## Yang Diperlukan
Ubah paragraf yang diawali "Peristiwa ketiga adalah" dalam teks tentang kunjungan Paus menjadi daftar poin yang lebih ringkas. Fakta utamanya harus tetap ada.

## Teks yang Diberikan

....

Salah satu peristiwa kunci dalam pertemuan itu adalah kunjungannya kepada Ayatollah Ali AL Sistani, pemimpin karismatis di kalangan umat Islam Syiah pada hari Sabtu, 6 Maret 2021. Sejak 2003, Al Sistani meminta rakyat Irak melindungi kaum minoritas. Dalam fatwanya pada 2014, ia mendorong munculnya milisi Syiah untuk melawan ISIS. Karena inisiatifnya, banyak orang Kristen dan Yahudi terselamatkan. Dalam perjumpaan keduanya, agama yang di beberapa tempat pernah dianggap menjadi sumber perpecahan kembali kepada citra awalnya sebagai pembawa persaudaraan. Dengan sikap teguh, Paus mendorong terjadinya upaya persaudaraan. Ia tidak amat peduli akan resiko, asal ia bisa membawa persaudaraan.
Peristiwa ketiga adalah peristiwa kunjungan panjang ke Asia Tenggara di Indonesia, lalu ke Papua Nugini, Timor Leste dan berakhir di Singapura. Dalam konteks Indonesia, orang terkesan dan terheran-heran dengan berbagai gesture dan wujud ketulusan Paus. Setelah perjalanan 13 jam menaiki pesawat komersial, Paus masih memberikan senyuman tulus yang rupanya mewarnai keseluruhan kunjungannya di Indonesia dan di Asia Tenggara. Teladan kesederhanaan yang diperlihatkannya juga merupakan hal yang luar biasa. Pembicaraan mengenai jam tangannya yang murah, pilihan kendaraan, pilihan tinggal di kedutaan alih-alih di hotel mewah yang sedianya hendak disediakan oleh Negara Indonesia terus terdengar bahkan beberapa bulan setelah kehadirannya di Indonesia. Di negara-negara lain, ia juga tidak berhenti membuat kejutan. Salah satunya adalah apa yang terjadi di Papua Nugini. Di sana ia tidak hanya mengunjungi ibukota negara, tetapi juga mengunjungi satu daerah paling terpencil yaitu Vanimo, Papua Nugini. Vanimo adalah kota yang kecil dengan penduduk sekitar 12.000. Mereka masih sering mengalami kesulitan air bersih dan listrik. Untuk mencapai tempat tersebut, ia menaiki pesawat kargo kepunyaan Royal Australian Air Force menempuh jarak 1.000 km. Ketika mengunjungi mereka, ia membawa serta ratusan kilogram bantuan, yang berupa obat-obatan, mainan, pakaian, dan alat musik untuk anak-anak sekolah. Dia memenuhi undangan dari misionaris Institut Katolik Inkarnate Word, yang berasal dari Argentina, negara asal Paus. Paus menunjukkan keberpihakannya kepada mereka yang ada di pinggir peradaban.

....

## Cuplikan Data
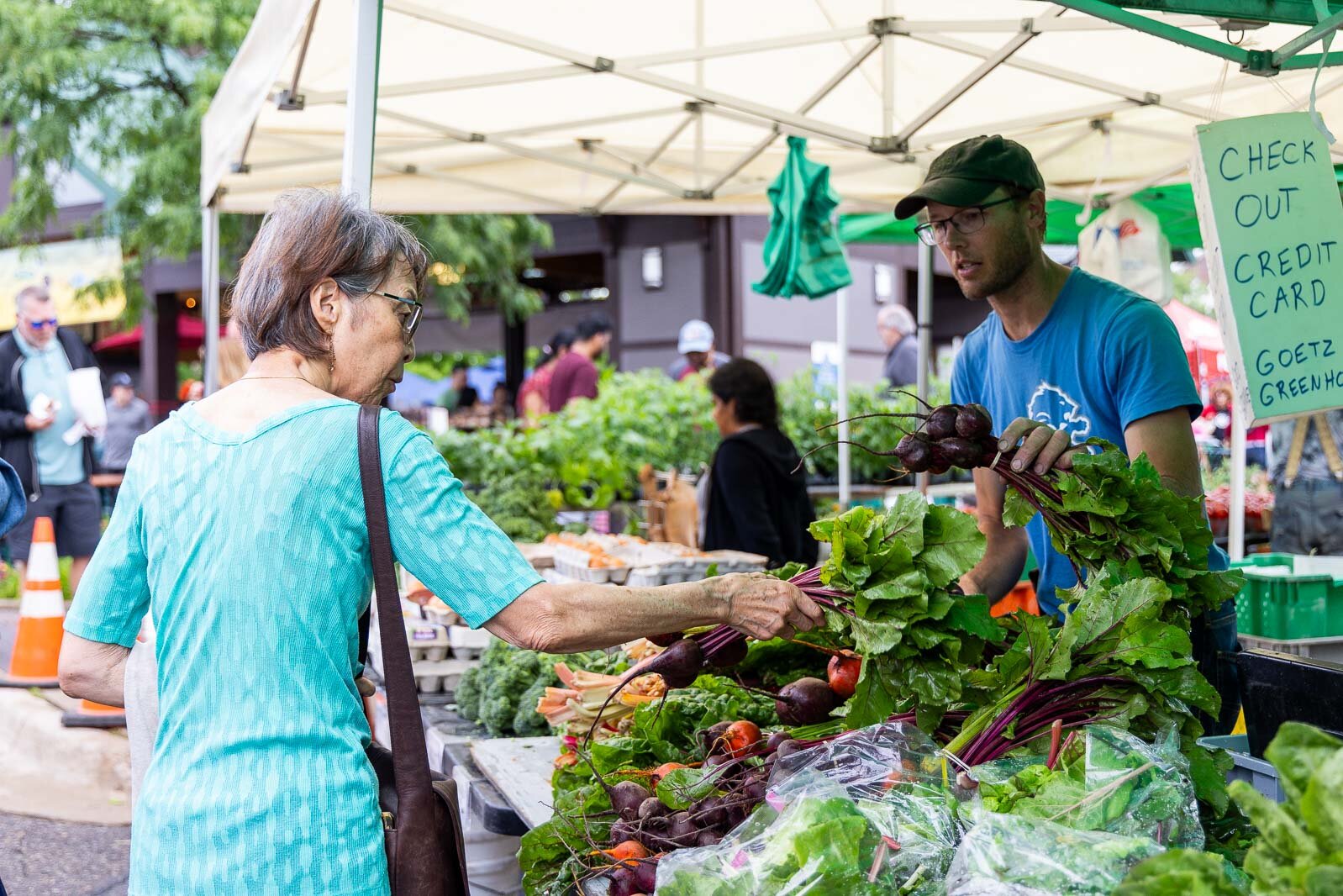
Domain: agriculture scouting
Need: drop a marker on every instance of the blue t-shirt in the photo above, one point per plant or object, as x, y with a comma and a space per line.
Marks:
1103, 357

....

## Hasil Latihan
- Peristiwa ketiga adalah kunjungan panjang Paus ke Asia Tenggara, yaitu Indonesia, Papua Nugini, Timor Leste, dan berakhir di Singapura.
- Di Indonesia, orang terkesan oleh ketulusan Paus, termasuk senyumannya setelah 13 jam perjalanan dengan pesawat komersial.
- Kesederhanaannya masih dibicarakan berbulan-bulan kemudian, antara lain jam tangan murah, pilihan kendaraan, dan tinggal di kedutaan alih-alih hotel mewah yang hendak disediakan Negara Indonesia.
- Di Papua Nugini, ia juga mengunjungi Vanimo, daerah terpencil berpenduduk sekitar 12.000 orang yang sering kesulitan air bersih dan listrik.
- Ia menempuh 1.000 km dengan pesawat kargo Royal Australian Air Force ke sana.
- Ia membawa ratusan kilogram bantuan berupa obat-obatan, mainan, pakaian, dan alat musik untuk anak-anak sekolah.
- Kunjungan itu memenuhi undangan misionaris Institut Katolik Inkarnate Word dari Argentina, negara asal Paus.
- Paus menunjukkan keberpihakannya kepada mereka yang ada di pinggir peradaban.